## TEXT PROVIDED
The Challenge of Scanned Medical Records

Medical records in personal injury cases rarely arrive as clean, searchable digital documents. In practice, bundles typically consist of a mixture of digitally produced letters and reports, scanned handwritten GP notes, photocopied hospital correspondence, faxed referral letters, and older records produced on typewriters or early word processors. Many of these documents have been scanned multiple times, resulting in degraded image quality, skewed pages, and inconsistent orientations.

AI analysis depends entirely on the quality of the text it reads. A model that receives accurate, complete text from a medical bundle will produce a thorough and reliable review. A model that receives partial or corrupted text — because the OCR stage failed to correctly interpret a page — will produce a review with gaps. OCR quality is not a peripheral technical concern; it is the foundation on which everything else rests.

Reawoken treats OCR as a first-class part of the processing pipeline. Rather than using a single OCR engine and hoping for the best, it employs a smart approach that applies industry-leading OCR technology selectively and at the appropriate quality threshold for each page of the bundle.

Smart PDF Analysis: OCR Only Where Needed

Not every page in a medical bundle requires OCR. Many pages — particularly modern clinic letters, GP summary reports, and electronically generated discharge summaries — already contain searchable text embedded in the PDF. Running full OCR on these pages would add processing time without improving accuracy; in some cases, it would actually introduce errors by substituting machine-read text for the higher-quality embedded version.

## ACTIVITIES
1. List each kind of document that the text on scanned medical records says a typical medical bundle in personal injury cases is made up of.
2. Go on with the text on scanned medical records, starting after its last sentence.

## SOURCE DATA
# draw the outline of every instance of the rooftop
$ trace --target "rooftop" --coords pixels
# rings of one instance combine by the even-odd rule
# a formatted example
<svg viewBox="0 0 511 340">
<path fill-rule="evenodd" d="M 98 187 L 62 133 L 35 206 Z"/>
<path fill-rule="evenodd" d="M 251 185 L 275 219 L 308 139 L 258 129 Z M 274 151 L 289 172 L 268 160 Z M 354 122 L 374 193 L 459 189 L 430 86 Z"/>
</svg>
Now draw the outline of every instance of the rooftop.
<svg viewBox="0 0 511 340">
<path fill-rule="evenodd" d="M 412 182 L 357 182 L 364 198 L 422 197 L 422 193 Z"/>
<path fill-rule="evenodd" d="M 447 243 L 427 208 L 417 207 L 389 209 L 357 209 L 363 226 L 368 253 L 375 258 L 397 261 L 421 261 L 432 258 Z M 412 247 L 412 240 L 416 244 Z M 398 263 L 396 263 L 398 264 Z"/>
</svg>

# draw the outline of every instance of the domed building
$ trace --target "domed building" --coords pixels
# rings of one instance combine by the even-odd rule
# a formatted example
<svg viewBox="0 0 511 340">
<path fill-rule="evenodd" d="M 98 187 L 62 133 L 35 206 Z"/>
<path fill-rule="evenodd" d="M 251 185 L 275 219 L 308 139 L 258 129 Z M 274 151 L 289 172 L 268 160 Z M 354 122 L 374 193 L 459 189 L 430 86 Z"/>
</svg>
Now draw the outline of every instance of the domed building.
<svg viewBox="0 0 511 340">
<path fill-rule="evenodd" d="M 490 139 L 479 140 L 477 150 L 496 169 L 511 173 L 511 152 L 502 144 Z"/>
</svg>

## SOLVED TASKS
1.
- Digitally produced letters and reports
- Scanned handwritten GP notes
- Photocopied hospital correspondence
- Faxed referral letters
- Older records produced on typewriters or early word processors

2.
Reawoken analyses each page of an uploaded PDF before deciding whether to apply OCR. Pages that already contain more than 500 characters of embedded text are passed directly to the AI analysis stage using their existing text content. Only pages with insufficient embedded text — scanned images, blank pages with stamps, handwritten notes — are sent through the OCR pipeline.

This selective approach significantly reduces processing time for large bundles, while ensuring that OCR resources are directed precisely where they are needed. A 400-page bundle where 250 pages are digitally produced letters processes substantially faster than one where every page is sent through OCR, without any reduction in the quality of the output.

Dual OCR Engines for Maximum Accuracy

Reawoken integrates two enterprise-grade OCR engines: AWS Textract and Azure Document Intelligence. Both are specifically designed for document processing at scale and have been trained on a wide variety of document types, including handwritten text, tabular data, and mixed-format layouts.

AWS Textract

Amazon's document analysis service excels at structured document types, form fields, and tabular layouts. It is particularly effective with GP summaries, structured hospital letters, and documents with clear formatting.

High accuracy on structured documents
Strong table and form detection
Scalable processing for large bundles

Azure Document Intelligence

Microsoft's document processing service provides strong performance on unstructured and handwritten content, including older clinical records and mixed-format pages with stamps, annotations, and degraded quality.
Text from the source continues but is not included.